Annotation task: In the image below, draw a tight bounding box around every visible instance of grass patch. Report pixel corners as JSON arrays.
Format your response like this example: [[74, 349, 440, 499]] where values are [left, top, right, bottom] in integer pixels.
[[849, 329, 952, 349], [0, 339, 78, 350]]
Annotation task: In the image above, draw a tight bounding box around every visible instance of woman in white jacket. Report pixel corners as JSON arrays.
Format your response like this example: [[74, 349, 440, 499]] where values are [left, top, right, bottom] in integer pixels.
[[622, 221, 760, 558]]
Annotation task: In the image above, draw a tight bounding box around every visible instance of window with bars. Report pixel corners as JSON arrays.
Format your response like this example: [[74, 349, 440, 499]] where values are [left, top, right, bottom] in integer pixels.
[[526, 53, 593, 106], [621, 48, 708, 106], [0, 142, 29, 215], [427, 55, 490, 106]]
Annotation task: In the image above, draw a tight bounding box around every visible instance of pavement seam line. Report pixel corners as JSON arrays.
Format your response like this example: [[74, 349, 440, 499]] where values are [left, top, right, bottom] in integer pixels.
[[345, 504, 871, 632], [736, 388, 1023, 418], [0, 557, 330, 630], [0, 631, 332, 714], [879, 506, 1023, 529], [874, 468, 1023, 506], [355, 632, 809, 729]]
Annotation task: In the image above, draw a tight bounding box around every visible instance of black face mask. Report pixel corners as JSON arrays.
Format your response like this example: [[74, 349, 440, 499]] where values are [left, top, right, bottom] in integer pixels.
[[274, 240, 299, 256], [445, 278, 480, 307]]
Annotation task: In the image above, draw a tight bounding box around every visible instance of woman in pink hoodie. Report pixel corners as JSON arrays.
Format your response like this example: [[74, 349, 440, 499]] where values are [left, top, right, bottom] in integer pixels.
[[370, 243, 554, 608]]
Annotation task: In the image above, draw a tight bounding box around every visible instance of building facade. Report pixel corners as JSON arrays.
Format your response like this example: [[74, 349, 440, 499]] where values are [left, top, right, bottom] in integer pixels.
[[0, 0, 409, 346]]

........

Edit all of the records above so that "Annotation task" becomes "Labeling task" everywhere it occurs, and keep every other word unchanged.

* [Answer for this exercise]:
Labeling task: In the image below, draw a tight bounding box around every visible instance of grass patch. Report pixel corners as JSON arrays.
Format your response like this example: [[74, 349, 440, 499]] where values are [left, top, right, bottom] in integer pixels.
[[849, 329, 952, 349], [0, 339, 78, 350]]
Labeling task: In the image above, draw a tight bounding box around every visible instance of woman in white jacket. Report pixel corners as JSON arrays.
Format your response like this example: [[74, 349, 440, 499]] where values are [left, top, right, bottom] in integer pixels.
[[622, 221, 760, 558]]
Labeling task: In the image above, draw a tight bounding box around every visible instance of window with bars. Report pixel corners as JSON arrays.
Format your response like this example: [[74, 349, 440, 499]] where values are [left, top, right, bottom] in integer pixels.
[[526, 53, 593, 106], [621, 48, 708, 106], [0, 142, 29, 215], [427, 55, 490, 106]]
Labeling task: In the image above, draw a tight bounding box around every visible instance of pavement seam line. Report pixel corners as JSON arrays.
Format your response like this example: [[74, 349, 440, 499]] where values are [left, top, right, bottom] in integer pixels.
[[345, 504, 871, 632], [736, 388, 1023, 418], [0, 557, 330, 630], [0, 631, 332, 714], [879, 506, 1023, 529], [874, 468, 1023, 506], [355, 632, 809, 729]]
Labeling task: In the image above, draw a tight bounding box around every visible instance of black face mask. Report pixel corners as JSON arrays.
Format your response like this example: [[74, 349, 440, 499]] where values are [left, top, right, bottom] in integer pixels.
[[274, 240, 299, 256], [445, 278, 480, 307]]
Labeling task: In the image above, draw a tight bounding box around every visible instance of woman in pink hoodie. Report pixel corners as JSON arrays.
Format your response like this example: [[74, 349, 440, 499]] where values are [left, top, right, bottom] in integer pixels.
[[370, 243, 554, 608]]
Labeling task: In the image above, draw a tight bounding box around every visible instance of building facade. Report pixel corners as JSON arrays.
Format your response like this example: [[74, 349, 440, 499]] where values are [left, top, right, bottom] in integer pixels.
[[0, 0, 409, 346]]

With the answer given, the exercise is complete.